제공된 데이터:

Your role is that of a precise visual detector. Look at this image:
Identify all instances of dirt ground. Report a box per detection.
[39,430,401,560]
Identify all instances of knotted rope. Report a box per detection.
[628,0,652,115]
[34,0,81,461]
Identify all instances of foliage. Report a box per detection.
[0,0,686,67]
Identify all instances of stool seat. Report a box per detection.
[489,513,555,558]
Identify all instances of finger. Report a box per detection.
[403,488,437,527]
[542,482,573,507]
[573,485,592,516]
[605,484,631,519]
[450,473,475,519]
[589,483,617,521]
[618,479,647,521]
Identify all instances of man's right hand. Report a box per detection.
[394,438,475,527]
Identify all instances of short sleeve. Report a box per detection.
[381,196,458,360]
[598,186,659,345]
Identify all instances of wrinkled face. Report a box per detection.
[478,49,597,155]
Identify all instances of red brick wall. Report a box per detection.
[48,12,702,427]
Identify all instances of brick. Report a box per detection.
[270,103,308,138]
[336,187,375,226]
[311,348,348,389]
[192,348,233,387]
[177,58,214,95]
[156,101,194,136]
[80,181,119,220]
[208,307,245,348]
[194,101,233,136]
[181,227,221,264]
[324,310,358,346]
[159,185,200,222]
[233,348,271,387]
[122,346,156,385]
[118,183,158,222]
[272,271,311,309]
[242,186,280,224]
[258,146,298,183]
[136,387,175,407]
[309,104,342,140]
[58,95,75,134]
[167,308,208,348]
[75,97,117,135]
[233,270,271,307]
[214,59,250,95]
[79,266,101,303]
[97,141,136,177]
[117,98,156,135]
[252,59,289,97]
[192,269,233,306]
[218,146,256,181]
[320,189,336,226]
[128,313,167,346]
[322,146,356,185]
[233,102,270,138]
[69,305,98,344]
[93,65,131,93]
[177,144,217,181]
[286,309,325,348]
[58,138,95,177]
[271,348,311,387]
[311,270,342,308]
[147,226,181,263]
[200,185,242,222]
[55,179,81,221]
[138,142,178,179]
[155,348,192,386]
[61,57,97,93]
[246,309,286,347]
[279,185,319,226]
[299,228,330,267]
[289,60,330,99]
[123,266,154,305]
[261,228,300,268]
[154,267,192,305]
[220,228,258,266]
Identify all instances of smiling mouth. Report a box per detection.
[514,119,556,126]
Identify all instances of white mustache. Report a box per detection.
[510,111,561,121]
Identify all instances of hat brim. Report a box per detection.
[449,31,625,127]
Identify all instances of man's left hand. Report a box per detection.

수행할 작업: 위 데이터의 모든 줄을 빈 줄은 빼고 번호를 매긴 목록으로 정리하세요.

작성한 답변:
1. Your role is that of a precise visual detector. Look at this image:
2. Identify all instances of dirt ground. Report a box per detection.
3. [39,430,401,560]
4. Identify all instances of knotted rope. Report a box per detection.
5. [628,0,652,115]
6. [34,0,81,461]
7. Identify all instances of foliage. Report a box per detection.
8. [0,0,686,67]
9. Identify all instances of stool seat. Report a box per detection.
10. [489,513,555,558]
11. Identify all instances of finger. Report a box per detection.
12. [403,488,437,527]
13. [542,482,573,507]
14. [573,485,592,516]
15. [605,484,631,519]
16. [450,473,475,519]
17. [589,483,617,521]
18. [618,479,647,521]
19. Identify all instances of man's right hand. Report a box per detection.
20. [394,438,475,527]
21. Identify all instances of short sleeve. Report a box per detection.
22. [381,196,458,360]
23. [598,186,659,345]
24. Identify all instances of wrinkled face. Report a box per detection.
25. [478,49,597,155]
26. Identify all instances of red brick wall. Report a box per detection.
27. [48,12,702,427]
28. Identify all instances of brick. Report a box per detection.
29. [270,103,308,138]
30. [336,187,375,226]
31. [311,348,348,389]
32. [192,348,233,387]
33. [177,58,214,95]
34. [156,101,194,136]
35. [80,181,119,220]
36. [208,307,245,348]
37. [194,101,233,136]
38. [181,227,221,264]
39. [324,310,358,346]
40. [159,185,200,222]
41. [233,348,271,387]
42. [122,346,156,385]
43. [118,183,158,222]
44. [272,271,311,309]
45. [242,186,280,224]
46. [258,146,298,183]
47. [136,387,175,407]
48. [309,104,342,140]
49. [58,95,75,134]
50. [167,308,208,348]
51. [75,97,117,135]
52. [233,270,271,307]
53. [214,59,250,95]
54. [79,266,101,303]
55. [97,141,136,177]
56. [117,98,156,135]
57. [252,59,289,97]
58. [192,269,233,306]
59. [218,146,256,181]
60. [320,189,336,226]
61. [128,313,167,346]
62. [322,146,356,185]
63. [233,102,270,138]
64. [69,305,98,344]
65. [93,65,131,93]
66. [177,144,217,181]
67. [286,309,325,348]
68. [58,138,95,177]
69. [271,348,311,387]
70. [311,270,342,308]
71. [147,226,181,263]
72. [200,185,242,222]
73. [55,179,81,221]
74. [138,142,178,179]
75. [155,348,192,386]
76. [61,57,97,93]
77. [246,309,286,347]
78. [279,185,319,226]
79. [299,228,330,267]
80. [289,60,330,99]
81. [123,266,154,305]
82. [261,228,300,268]
83. [154,267,192,305]
84. [220,228,258,266]
85. Identify all instances of smiling mouth. Report a box per detection.
86. [514,119,556,126]
87. Identify all instances of white mustache. Report a box per detection.
88. [510,111,561,121]
89. Identify all instances of hat brim. Report a box per detection.
90. [449,31,625,127]
91. Identify all instances of man's left hand. Report a box per detection.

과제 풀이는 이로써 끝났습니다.